STATED EXERCISE:
Answer these questions using the coil prototyping write-up below.
(a) What is the final product meant to be built on?
(b) Which three basic instruments are named as needed by almost all electromechanical projects?
(c) What instrument was obtained to put numbers on the measurements and compare them with theoretical calculations?

Well, the above video is the result of the last few weeks of rapid prototyping, analysis and iterations. This has been one of the most satisfying streak of engineering I've undertaken in the recent past, with a mix of DIY/Maker approach and also meticulous measurements, analysis, optimizations and automation. The journey took me through characterizing the magnetic field of the coil, correlating it with theoretical equations and making web calculators, making the coils, automating the coil manufacturing and designing and implementing various embedded algorithms for magnetic motion.

Although there are a lot of engineering challenges ahead, these experiments did certainly move the project closer to completion.

The Approach

The final product is intended to be made on a PCB with integrated coil, drivers and embedded logic. Before committing to PCB based coils, I wanted to do a discrete level prototyping to understand what challenges lay ahead. There were multiple parameters to be understood about electromagnetism. What I was interested in here was an analogue of force between an electromagnet and a permanent magnet. Which parameters affects this force and how to optimize them?

Per Biot-Savart law, the electromagnetic field would be affected by current, number of turns, wire thickness, inner diameter, outer diameter, height of the coil and distance at which measurement is being made. Next, often these parameters would be inversely related to each other or would have an unintentional outcome like heat or would have law of diminishing returns. Understanding this would point me in direction of optimal parameters to tune.

Test Bench

The only way to validate a theory is by data collection, probing and measurements. So, I started by listing down the measurements that would be needed for the project and then selecting instrumentation for the same.

First, the basics, the instruments needed by almost all electromechanical projects. A multimeter, power supply and a caliper.

Then few things slightly more advanced, these are the tools which a serious project might utilize at some point in time. An oscilloscope and a current probe, a thermal camera, an LCR meter.

Picoscope and current probe to observe the voltage and current waveforms. This would help analyze protection circuit needed

A thermal camera to see heating of the coils and drivers and evaluate various cooling mechanisms in the future.

The LCR meter was used to validate coil manufacturing and also to corelate coil electrical properties like current, rise time, total current, fall time etc. as function of inductance, resistance of the coil, frequency, duty cycle and voltage of applied input.

Finally something exotic, unlikely to be used by any project which doesn't use magnetism.

The magnetic field viewing film has been super helpful for understanding the field patterns throughout the data collection stage.

To put numbers on the measurements and calculations and correlating it with theoretical calculations, I got a Tesla Meter.

Theoretical Calculations

Well, we can go into the derivation, but it's unlikely most of the readers would be interested in that. If you're one of the few interested, you can contact me and I can send you the link to the derivation.

Excerpts from point annotation data:

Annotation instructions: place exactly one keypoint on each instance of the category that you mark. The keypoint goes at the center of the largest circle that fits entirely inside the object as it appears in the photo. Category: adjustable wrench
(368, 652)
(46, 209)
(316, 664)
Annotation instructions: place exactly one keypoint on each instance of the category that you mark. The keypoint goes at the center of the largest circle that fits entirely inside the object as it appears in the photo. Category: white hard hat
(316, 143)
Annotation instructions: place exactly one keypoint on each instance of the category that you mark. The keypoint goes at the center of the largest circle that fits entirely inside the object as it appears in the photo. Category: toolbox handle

FINAL ANSWER:
(a) A PCB with an integrated coil, drivers and embedded logic.
(b) A multimeter, a power supply and a caliper.
(c) A Tesla Meter.